[start of Data entries]

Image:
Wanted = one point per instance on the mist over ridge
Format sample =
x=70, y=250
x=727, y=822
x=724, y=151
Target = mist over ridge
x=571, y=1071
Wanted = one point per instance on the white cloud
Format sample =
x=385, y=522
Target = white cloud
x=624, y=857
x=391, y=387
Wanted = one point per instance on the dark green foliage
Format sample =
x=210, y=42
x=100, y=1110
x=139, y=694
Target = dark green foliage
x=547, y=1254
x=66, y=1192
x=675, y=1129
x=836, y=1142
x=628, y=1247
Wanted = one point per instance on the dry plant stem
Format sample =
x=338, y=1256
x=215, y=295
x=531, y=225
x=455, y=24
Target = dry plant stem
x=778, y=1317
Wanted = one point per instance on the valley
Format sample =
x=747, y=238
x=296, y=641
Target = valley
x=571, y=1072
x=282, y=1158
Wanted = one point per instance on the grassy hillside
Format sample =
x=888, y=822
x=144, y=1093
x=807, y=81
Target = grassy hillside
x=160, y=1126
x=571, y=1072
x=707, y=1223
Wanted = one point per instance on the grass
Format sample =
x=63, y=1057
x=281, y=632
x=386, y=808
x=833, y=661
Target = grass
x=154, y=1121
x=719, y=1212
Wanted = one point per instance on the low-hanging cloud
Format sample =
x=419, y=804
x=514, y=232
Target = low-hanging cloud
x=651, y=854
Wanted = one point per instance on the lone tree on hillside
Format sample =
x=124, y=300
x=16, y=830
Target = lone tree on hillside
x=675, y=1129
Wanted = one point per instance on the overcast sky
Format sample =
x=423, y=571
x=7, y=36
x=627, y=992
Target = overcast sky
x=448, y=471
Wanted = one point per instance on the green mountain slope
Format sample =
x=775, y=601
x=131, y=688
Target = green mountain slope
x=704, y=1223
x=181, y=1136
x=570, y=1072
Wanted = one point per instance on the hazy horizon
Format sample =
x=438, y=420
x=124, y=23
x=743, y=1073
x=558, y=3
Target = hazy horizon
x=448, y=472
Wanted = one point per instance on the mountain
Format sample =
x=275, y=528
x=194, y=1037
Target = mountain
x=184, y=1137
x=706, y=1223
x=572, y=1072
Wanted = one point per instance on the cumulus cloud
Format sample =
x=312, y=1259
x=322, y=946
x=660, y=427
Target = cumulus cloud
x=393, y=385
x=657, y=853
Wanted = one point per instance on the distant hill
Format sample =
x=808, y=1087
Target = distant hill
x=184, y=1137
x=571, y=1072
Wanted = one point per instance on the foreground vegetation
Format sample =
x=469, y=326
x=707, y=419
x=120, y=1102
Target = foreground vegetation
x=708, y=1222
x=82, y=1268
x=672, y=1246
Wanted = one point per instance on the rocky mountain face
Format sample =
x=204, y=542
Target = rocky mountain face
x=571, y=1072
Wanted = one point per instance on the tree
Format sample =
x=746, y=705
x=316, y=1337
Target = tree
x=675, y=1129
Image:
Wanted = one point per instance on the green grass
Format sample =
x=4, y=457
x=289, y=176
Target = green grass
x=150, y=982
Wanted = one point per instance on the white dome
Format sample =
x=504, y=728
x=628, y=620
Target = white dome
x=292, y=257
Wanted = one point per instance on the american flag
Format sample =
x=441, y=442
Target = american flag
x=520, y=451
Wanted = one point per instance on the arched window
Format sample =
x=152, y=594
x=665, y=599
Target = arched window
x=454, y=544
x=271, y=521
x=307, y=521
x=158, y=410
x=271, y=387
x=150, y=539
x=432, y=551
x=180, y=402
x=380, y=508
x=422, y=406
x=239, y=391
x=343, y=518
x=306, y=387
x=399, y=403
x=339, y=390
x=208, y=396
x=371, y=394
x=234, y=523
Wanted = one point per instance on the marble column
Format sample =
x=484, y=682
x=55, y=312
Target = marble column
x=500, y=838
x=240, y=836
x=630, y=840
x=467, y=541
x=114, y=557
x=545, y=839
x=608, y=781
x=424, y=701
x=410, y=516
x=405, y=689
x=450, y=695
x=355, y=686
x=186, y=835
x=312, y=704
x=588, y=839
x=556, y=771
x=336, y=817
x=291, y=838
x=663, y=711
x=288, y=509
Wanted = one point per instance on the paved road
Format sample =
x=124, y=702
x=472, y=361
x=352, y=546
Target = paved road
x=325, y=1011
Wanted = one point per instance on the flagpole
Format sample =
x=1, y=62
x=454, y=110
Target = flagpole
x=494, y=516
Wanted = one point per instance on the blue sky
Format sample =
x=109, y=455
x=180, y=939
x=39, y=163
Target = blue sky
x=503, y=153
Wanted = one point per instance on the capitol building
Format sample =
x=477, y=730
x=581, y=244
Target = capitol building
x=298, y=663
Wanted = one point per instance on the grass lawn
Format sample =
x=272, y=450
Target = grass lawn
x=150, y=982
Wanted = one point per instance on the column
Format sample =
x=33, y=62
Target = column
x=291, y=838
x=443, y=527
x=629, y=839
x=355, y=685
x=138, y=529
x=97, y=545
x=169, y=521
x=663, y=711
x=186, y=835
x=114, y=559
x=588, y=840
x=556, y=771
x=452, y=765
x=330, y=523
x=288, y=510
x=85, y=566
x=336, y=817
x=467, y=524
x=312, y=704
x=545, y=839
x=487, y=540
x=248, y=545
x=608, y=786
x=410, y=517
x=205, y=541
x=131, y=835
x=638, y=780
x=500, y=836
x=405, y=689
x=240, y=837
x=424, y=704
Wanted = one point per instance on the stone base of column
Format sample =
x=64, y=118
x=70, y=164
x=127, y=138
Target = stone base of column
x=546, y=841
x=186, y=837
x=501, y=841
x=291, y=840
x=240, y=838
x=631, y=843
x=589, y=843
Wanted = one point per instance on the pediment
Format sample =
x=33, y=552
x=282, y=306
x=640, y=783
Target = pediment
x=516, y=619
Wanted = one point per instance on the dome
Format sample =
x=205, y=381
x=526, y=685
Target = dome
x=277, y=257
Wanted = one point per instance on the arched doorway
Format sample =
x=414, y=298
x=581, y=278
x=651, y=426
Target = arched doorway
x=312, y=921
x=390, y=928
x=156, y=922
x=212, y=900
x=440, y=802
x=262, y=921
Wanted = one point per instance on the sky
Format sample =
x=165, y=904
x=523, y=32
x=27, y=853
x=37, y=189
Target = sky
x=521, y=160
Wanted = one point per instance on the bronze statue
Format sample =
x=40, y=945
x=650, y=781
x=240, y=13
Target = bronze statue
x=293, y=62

[end of Data entries]

[Exercise details]
Turn every line of the records above into a JSON list of strings, one string per line, leaving out any blank lines.

[Finished task]
[
  "Image:",
  "Wanted = one point per instance on the mist over ridge",
  "Format sample =",
  "x=70, y=250",
  "x=727, y=822",
  "x=724, y=151",
  "Target = mist over ridge",
  "x=571, y=1071",
  "Wanted = one point per instance on the white cloud",
  "Format sample =",
  "x=385, y=522",
  "Target = white cloud",
  "x=624, y=857",
  "x=391, y=387",
  "Wanted = one point per instance on the dark green foliage",
  "Format sample =",
  "x=210, y=42",
  "x=100, y=1110",
  "x=139, y=694",
  "Target = dark green foliage",
  "x=547, y=1254",
  "x=66, y=1192",
  "x=675, y=1129",
  "x=836, y=1142",
  "x=628, y=1247",
  "Wanted = one point per instance on the dry plant stem",
  "Format sample =",
  "x=338, y=1256",
  "x=215, y=295",
  "x=531, y=225",
  "x=455, y=24",
  "Target = dry plant stem",
  "x=778, y=1317",
  "Wanted = one point per instance on the valley",
  "Format sample =",
  "x=747, y=238",
  "x=296, y=641",
  "Target = valley",
  "x=571, y=1072",
  "x=282, y=1158",
  "Wanted = one point per instance on the grassy hillside",
  "Format sample =",
  "x=888, y=822",
  "x=144, y=1093",
  "x=807, y=81",
  "Target = grassy hillside",
  "x=160, y=1126",
  "x=571, y=1072",
  "x=707, y=1223",
  "Wanted = one point per instance on the grass",
  "Format sample =",
  "x=63, y=1057",
  "x=281, y=632",
  "x=386, y=808",
  "x=833, y=661",
  "Target = grass",
  "x=154, y=1121",
  "x=719, y=1212",
  "Wanted = one point per instance on the low-hanging cloud",
  "Format sample =",
  "x=419, y=804",
  "x=514, y=232",
  "Target = low-hanging cloud",
  "x=651, y=854",
  "Wanted = one point per instance on the lone tree on hillside",
  "Format sample =",
  "x=124, y=300",
  "x=16, y=830",
  "Target = lone tree on hillside",
  "x=675, y=1129",
  "Wanted = one point per instance on the overcast sky",
  "Format sample =",
  "x=423, y=571",
  "x=7, y=36",
  "x=627, y=992",
  "Target = overcast sky",
  "x=448, y=471",
  "Wanted = one point per instance on the green mountain slope",
  "Format sample =",
  "x=775, y=601",
  "x=131, y=688",
  "Target = green mountain slope",
  "x=704, y=1223",
  "x=181, y=1136",
  "x=570, y=1072",
  "Wanted = one point per instance on the hazy horizon",
  "Format sample =",
  "x=438, y=420",
  "x=124, y=23",
  "x=743, y=1073",
  "x=558, y=3",
  "Target = hazy horizon",
  "x=448, y=472",
  "Wanted = one point per instance on the mountain",
  "Format sample =",
  "x=275, y=528",
  "x=194, y=1037",
  "Target = mountain",
  "x=184, y=1137",
  "x=706, y=1223",
  "x=572, y=1072",
  "Wanted = one point per instance on the cumulus cloud",
  "Format sample =",
  "x=312, y=1259",
  "x=322, y=946",
  "x=660, y=427",
  "Target = cumulus cloud",
  "x=393, y=385",
  "x=657, y=853",
  "Wanted = one point per instance on the distant hill",
  "Format sample =",
  "x=808, y=1087",
  "Target = distant hill",
  "x=184, y=1137",
  "x=571, y=1072",
  "Wanted = one point per instance on the foreground vegetation",
  "Format sample =",
  "x=469, y=326",
  "x=707, y=419",
  "x=120, y=1102",
  "Target = foreground vegetation",
  "x=708, y=1222",
  "x=82, y=1268",
  "x=672, y=1246",
  "Wanted = one point per instance on the rocky mountain face",
  "Format sample =",
  "x=204, y=542",
  "Target = rocky mountain face",
  "x=571, y=1072",
  "Wanted = one point per instance on the tree",
  "Format sample =",
  "x=746, y=705",
  "x=316, y=1337",
  "Target = tree",
  "x=675, y=1129",
  "Image:",
  "Wanted = one point per instance on the green grass",
  "Format sample =",
  "x=4, y=457",
  "x=289, y=176",
  "Target = green grass",
  "x=150, y=982",
  "Wanted = one point per instance on the white dome",
  "Format sample =",
  "x=504, y=728",
  "x=628, y=620",
  "Target = white dome",
  "x=292, y=257",
  "Wanted = one point per instance on the american flag",
  "Format sample =",
  "x=441, y=442",
  "Target = american flag",
  "x=520, y=451",
  "Wanted = one point per instance on the arched window",
  "Format sample =",
  "x=152, y=594",
  "x=665, y=599",
  "Target = arched window",
  "x=454, y=544",
  "x=271, y=521",
  "x=307, y=521",
  "x=158, y=410",
  "x=271, y=387",
  "x=150, y=539",
  "x=432, y=551",
  "x=180, y=402",
  "x=380, y=508",
  "x=422, y=406",
  "x=239, y=391",
  "x=343, y=518",
  "x=306, y=387",
  "x=399, y=403",
  "x=339, y=390",
  "x=208, y=396",
  "x=371, y=394",
  "x=234, y=523",
  "Wanted = one point per instance on the marble column",
  "Format sample =",
  "x=484, y=682",
  "x=55, y=312",
  "Target = marble column",
  "x=500, y=838",
  "x=240, y=836",
  "x=630, y=840",
  "x=467, y=541",
  "x=114, y=557",
  "x=545, y=839",
  "x=608, y=781",
  "x=424, y=701",
  "x=410, y=516",
  "x=405, y=689",
  "x=450, y=695",
  "x=355, y=686",
  "x=186, y=835",
  "x=312, y=704",
  "x=588, y=839",
  "x=556, y=771",
  "x=336, y=817",
  "x=291, y=838",
  "x=663, y=711",
  "x=288, y=509",
  "Wanted = one point per instance on the paved road",
  "Format sample =",
  "x=124, y=702",
  "x=472, y=361",
  "x=352, y=546",
  "Target = paved road",
  "x=325, y=1011",
  "Wanted = one point per instance on the flagpole",
  "Format sample =",
  "x=1, y=62",
  "x=454, y=110",
  "Target = flagpole",
  "x=494, y=516",
  "Wanted = one point per instance on the blue sky",
  "Format sample =",
  "x=109, y=455",
  "x=180, y=939",
  "x=39, y=163",
  "Target = blue sky",
  "x=503, y=153",
  "Wanted = one point per instance on the capitol building",
  "Format sample =",
  "x=477, y=730",
  "x=581, y=244",
  "Target = capitol building",
  "x=298, y=663",
  "Wanted = one point per instance on the grass lawn",
  "Format sample =",
  "x=272, y=450",
  "Target = grass lawn",
  "x=150, y=982",
  "Wanted = one point per instance on the column",
  "Format sample =",
  "x=33, y=62",
  "Target = column",
  "x=291, y=838",
  "x=443, y=527",
  "x=629, y=839",
  "x=355, y=685",
  "x=138, y=529",
  "x=97, y=545",
  "x=169, y=521",
  "x=663, y=711",
  "x=186, y=835",
  "x=114, y=559",
  "x=588, y=840",
  "x=556, y=771",
  "x=452, y=765",
  "x=330, y=523",
  "x=288, y=510",
  "x=85, y=566",
  "x=336, y=817",
  "x=467, y=524",
  "x=312, y=704",
  "x=545, y=839",
  "x=487, y=540",
  "x=248, y=545",
  "x=608, y=786",
  "x=410, y=517",
  "x=205, y=541",
  "x=131, y=835",
  "x=638, y=780",
  "x=500, y=836",
  "x=405, y=689",
  "x=240, y=837",
  "x=424, y=704",
  "Wanted = one point per instance on the stone base of column",
  "Format sample =",
  "x=64, y=118",
  "x=70, y=164",
  "x=127, y=138",
  "Target = stone base of column",
  "x=546, y=841",
  "x=186, y=837",
  "x=501, y=841",
  "x=291, y=840",
  "x=240, y=838",
  "x=631, y=843",
  "x=589, y=843",
  "Wanted = one point per instance on the pediment",
  "Format sample =",
  "x=33, y=552",
  "x=282, y=306",
  "x=640, y=783",
  "Target = pediment",
  "x=516, y=619",
  "Wanted = one point per instance on the dome",
  "Format sample =",
  "x=205, y=381",
  "x=526, y=685",
  "Target = dome",
  "x=277, y=257",
  "Wanted = one point per instance on the arched doorway",
  "Format sample =",
  "x=414, y=298",
  "x=581, y=278",
  "x=651, y=426",
  "Target = arched doorway",
  "x=312, y=921",
  "x=390, y=928",
  "x=156, y=922",
  "x=212, y=900",
  "x=440, y=802",
  "x=262, y=921",
  "Wanted = one point per instance on the sky",
  "Format sample =",
  "x=165, y=904",
  "x=523, y=32",
  "x=27, y=853",
  "x=37, y=189",
  "Target = sky",
  "x=521, y=160",
  "Wanted = one point per instance on the bronze statue",
  "Format sample =",
  "x=40, y=945",
  "x=650, y=781",
  "x=240, y=13",
  "Target = bronze statue",
  "x=293, y=62"
]